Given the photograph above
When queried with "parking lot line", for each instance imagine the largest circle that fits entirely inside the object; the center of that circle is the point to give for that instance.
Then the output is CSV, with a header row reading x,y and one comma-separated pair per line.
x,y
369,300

################

Given request: Please rename "circle" to "disk" throughout the rows and give them again with nothing else changed.

Correct output:
Given the photograph above
When queried with "parking lot line", for each instance imagine the largest disk that fits entirely inside the object; the center of that disk is the point to give for that instance.
Then the output is CSV, with a header row reading x,y and one comma-separated pair per line.
x,y
369,300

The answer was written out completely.